[WHAT THIS TASK INVOLVES]
Whenever the string "canopy" turns up in a line below, that line should be copied.

** Opening EXCERPTED DATA block **

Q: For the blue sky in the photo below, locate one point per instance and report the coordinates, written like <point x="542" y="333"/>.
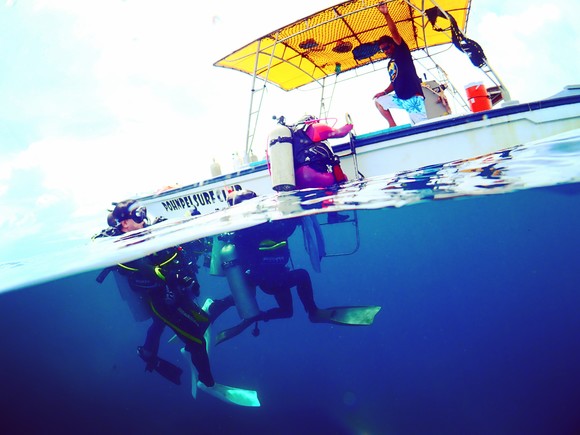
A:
<point x="104" y="100"/>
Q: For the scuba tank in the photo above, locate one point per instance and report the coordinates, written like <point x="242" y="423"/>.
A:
<point x="281" y="160"/>
<point x="243" y="293"/>
<point x="215" y="265"/>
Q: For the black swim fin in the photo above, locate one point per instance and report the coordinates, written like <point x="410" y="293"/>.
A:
<point x="360" y="316"/>
<point x="229" y="333"/>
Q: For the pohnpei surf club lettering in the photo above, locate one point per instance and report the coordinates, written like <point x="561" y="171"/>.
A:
<point x="197" y="200"/>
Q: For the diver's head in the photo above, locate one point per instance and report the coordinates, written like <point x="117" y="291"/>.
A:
<point x="183" y="282"/>
<point x="129" y="215"/>
<point x="238" y="196"/>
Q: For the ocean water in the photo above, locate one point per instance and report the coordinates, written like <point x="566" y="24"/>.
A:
<point x="475" y="265"/>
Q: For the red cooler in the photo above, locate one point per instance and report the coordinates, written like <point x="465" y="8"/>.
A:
<point x="477" y="97"/>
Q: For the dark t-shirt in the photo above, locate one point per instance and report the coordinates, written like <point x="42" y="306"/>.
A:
<point x="403" y="73"/>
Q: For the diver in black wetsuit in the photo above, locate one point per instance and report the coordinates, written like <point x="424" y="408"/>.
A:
<point x="264" y="253"/>
<point x="166" y="280"/>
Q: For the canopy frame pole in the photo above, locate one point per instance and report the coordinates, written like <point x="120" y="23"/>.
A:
<point x="486" y="69"/>
<point x="254" y="115"/>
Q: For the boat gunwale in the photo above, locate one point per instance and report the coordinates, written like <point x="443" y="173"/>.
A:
<point x="377" y="137"/>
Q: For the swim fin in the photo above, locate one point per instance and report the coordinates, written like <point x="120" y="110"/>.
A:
<point x="346" y="315"/>
<point x="229" y="333"/>
<point x="194" y="374"/>
<point x="237" y="396"/>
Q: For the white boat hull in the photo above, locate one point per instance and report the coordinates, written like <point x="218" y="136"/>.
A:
<point x="395" y="150"/>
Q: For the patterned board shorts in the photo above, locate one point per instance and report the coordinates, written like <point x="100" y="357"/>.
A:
<point x="414" y="106"/>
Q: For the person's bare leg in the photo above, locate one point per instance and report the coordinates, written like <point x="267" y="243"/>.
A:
<point x="386" y="114"/>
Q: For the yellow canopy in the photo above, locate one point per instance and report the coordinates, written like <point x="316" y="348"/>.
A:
<point x="321" y="44"/>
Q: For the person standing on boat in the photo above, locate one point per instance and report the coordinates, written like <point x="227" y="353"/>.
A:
<point x="406" y="84"/>
<point x="166" y="284"/>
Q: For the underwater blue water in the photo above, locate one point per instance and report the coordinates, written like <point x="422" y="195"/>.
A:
<point x="478" y="334"/>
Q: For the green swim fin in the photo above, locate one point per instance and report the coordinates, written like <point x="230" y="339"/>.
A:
<point x="237" y="396"/>
<point x="229" y="333"/>
<point x="346" y="315"/>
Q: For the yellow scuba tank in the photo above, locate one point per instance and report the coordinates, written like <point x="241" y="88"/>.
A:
<point x="281" y="159"/>
<point x="243" y="293"/>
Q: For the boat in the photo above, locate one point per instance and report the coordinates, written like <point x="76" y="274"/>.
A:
<point x="338" y="44"/>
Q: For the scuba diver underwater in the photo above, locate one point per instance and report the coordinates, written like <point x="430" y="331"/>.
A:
<point x="262" y="253"/>
<point x="163" y="287"/>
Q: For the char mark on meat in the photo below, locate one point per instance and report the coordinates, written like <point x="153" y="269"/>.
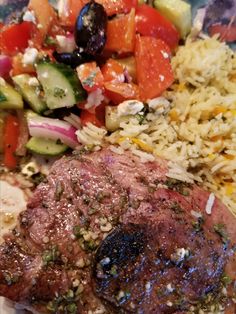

** Closing EXCERPTED DATA block **

[TASK SOLUTION]
Q: For the canopy frame pole in the photo above, locate one point per instance and report the coordinates, written like <point x="120" y="23"/>.
Q: For the yellow canopy in the photo above, locate one point per instance and report the coordinates, written like <point x="316" y="348"/>.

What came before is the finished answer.